* [Task to complete]:
Could you print every record below exactly as it appears?

_ _ _

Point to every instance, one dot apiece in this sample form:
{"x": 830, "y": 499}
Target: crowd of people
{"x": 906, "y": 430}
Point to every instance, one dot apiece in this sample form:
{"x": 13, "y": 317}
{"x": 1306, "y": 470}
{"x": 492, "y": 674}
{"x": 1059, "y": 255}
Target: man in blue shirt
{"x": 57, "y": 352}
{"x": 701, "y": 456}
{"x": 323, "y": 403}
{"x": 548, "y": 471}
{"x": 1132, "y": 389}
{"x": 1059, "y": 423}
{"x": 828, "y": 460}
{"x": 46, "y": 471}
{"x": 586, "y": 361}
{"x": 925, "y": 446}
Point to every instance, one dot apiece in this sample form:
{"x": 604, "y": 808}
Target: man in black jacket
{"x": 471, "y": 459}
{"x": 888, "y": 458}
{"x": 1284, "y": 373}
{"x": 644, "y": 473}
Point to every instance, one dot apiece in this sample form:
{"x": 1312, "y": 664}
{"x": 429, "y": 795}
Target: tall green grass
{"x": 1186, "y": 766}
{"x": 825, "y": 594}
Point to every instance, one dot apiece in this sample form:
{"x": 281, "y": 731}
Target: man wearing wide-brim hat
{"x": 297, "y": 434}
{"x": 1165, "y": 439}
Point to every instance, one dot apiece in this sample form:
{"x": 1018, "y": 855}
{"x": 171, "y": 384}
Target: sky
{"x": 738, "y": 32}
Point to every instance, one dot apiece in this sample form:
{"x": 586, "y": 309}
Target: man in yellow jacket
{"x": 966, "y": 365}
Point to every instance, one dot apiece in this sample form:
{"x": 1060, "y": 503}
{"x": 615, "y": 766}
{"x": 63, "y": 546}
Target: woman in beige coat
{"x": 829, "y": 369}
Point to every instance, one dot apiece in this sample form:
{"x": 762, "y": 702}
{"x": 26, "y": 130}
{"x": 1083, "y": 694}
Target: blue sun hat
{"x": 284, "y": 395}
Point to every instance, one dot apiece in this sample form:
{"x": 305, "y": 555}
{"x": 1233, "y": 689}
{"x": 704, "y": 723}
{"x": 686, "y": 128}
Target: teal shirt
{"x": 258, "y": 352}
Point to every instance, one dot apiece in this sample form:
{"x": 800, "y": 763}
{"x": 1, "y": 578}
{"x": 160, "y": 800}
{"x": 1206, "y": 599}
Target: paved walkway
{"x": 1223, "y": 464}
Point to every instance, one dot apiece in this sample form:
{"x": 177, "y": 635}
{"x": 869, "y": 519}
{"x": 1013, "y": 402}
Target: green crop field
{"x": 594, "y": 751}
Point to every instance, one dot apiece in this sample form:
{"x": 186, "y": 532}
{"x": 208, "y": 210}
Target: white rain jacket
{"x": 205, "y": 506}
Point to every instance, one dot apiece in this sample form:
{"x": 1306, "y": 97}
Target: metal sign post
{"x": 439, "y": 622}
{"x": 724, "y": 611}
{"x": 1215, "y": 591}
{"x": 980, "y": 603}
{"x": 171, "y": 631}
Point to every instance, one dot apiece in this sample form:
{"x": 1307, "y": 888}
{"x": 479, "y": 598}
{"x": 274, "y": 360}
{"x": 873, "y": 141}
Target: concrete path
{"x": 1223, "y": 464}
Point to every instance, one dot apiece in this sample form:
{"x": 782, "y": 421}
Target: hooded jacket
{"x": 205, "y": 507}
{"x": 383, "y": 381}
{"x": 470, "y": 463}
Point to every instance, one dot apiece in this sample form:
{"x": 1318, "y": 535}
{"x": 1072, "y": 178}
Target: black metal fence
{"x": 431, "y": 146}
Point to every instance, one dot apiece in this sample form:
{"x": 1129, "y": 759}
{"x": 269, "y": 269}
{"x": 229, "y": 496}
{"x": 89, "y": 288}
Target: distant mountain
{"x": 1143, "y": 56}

_ _ _

* [Answer for the task]:
Point to every instance, one dot apiece in this sample form:
{"x": 830, "y": 499}
Target: crowd of people
{"x": 906, "y": 430}
Point to every instance, one dot apiece in this sample form:
{"x": 13, "y": 317}
{"x": 1306, "y": 470}
{"x": 492, "y": 674}
{"x": 1059, "y": 255}
Target: man in blue shirt
{"x": 57, "y": 352}
{"x": 701, "y": 456}
{"x": 323, "y": 403}
{"x": 548, "y": 471}
{"x": 1132, "y": 389}
{"x": 1059, "y": 423}
{"x": 828, "y": 460}
{"x": 46, "y": 471}
{"x": 586, "y": 361}
{"x": 925, "y": 446}
Point to every instance, one dot apiece in this sample form:
{"x": 604, "y": 808}
Target: man in black jacket
{"x": 471, "y": 459}
{"x": 888, "y": 458}
{"x": 1284, "y": 373}
{"x": 644, "y": 473}
Point to every instance, one dot apiece in this sample form:
{"x": 1312, "y": 664}
{"x": 429, "y": 795}
Target: tall green grass
{"x": 1186, "y": 766}
{"x": 825, "y": 594}
Point to every instance, one dot apiece in this sample form:
{"x": 281, "y": 731}
Target: man wearing wide-brim hat
{"x": 297, "y": 434}
{"x": 1165, "y": 439}
Point to every instance, one dot apiece in this sample form:
{"x": 1018, "y": 855}
{"x": 171, "y": 384}
Target: sky
{"x": 738, "y": 32}
Point to every instance, one dot apiece in this sample form:
{"x": 586, "y": 309}
Target: man in yellow jacket
{"x": 966, "y": 365}
Point to every instance, one dot apiece in this sample form:
{"x": 1060, "y": 503}
{"x": 615, "y": 766}
{"x": 63, "y": 546}
Target: woman in beige coat
{"x": 829, "y": 369}
Point to every instance, one dot apiece in this sample form:
{"x": 762, "y": 702}
{"x": 26, "y": 130}
{"x": 1083, "y": 694}
Target: blue sun hat
{"x": 284, "y": 395}
Point to every instance, one dot apiece in this sample form:
{"x": 305, "y": 555}
{"x": 1233, "y": 689}
{"x": 704, "y": 723}
{"x": 686, "y": 128}
Target: teal shirt
{"x": 258, "y": 352}
Point to every instance, one dot apiece in this sample form:
{"x": 800, "y": 763}
{"x": 1, "y": 578}
{"x": 160, "y": 800}
{"x": 1206, "y": 599}
Target: paved walkway
{"x": 1223, "y": 464}
Point to every instance, one dot apiece in this sample form:
{"x": 177, "y": 635}
{"x": 869, "y": 519}
{"x": 1013, "y": 402}
Target: green crop field
{"x": 594, "y": 751}
Point to every instance, one dot apiece in this sample form:
{"x": 186, "y": 532}
{"x": 208, "y": 210}
Target: white rain jacket
{"x": 205, "y": 506}
Point to every instance, one dot apiece in this sample form:
{"x": 1306, "y": 97}
Target: metal sign post
{"x": 439, "y": 622}
{"x": 724, "y": 611}
{"x": 1215, "y": 591}
{"x": 980, "y": 603}
{"x": 171, "y": 631}
Point to every instance, one dot apiece in this sample form:
{"x": 1307, "y": 888}
{"x": 479, "y": 598}
{"x": 274, "y": 360}
{"x": 873, "y": 141}
Target: concrete path
{"x": 1223, "y": 464}
Point to every instance, one dot apiece in this sample form:
{"x": 782, "y": 421}
Target: hooded jacket
{"x": 205, "y": 507}
{"x": 383, "y": 381}
{"x": 470, "y": 463}
Point to every instance, one dot apiece in this sample form:
{"x": 1318, "y": 535}
{"x": 1072, "y": 178}
Target: black metal fence
{"x": 431, "y": 146}
Point to every instance, one dot apiece in this sample form:
{"x": 1129, "y": 759}
{"x": 269, "y": 269}
{"x": 229, "y": 496}
{"x": 89, "y": 288}
Target: distant mountain
{"x": 1143, "y": 56}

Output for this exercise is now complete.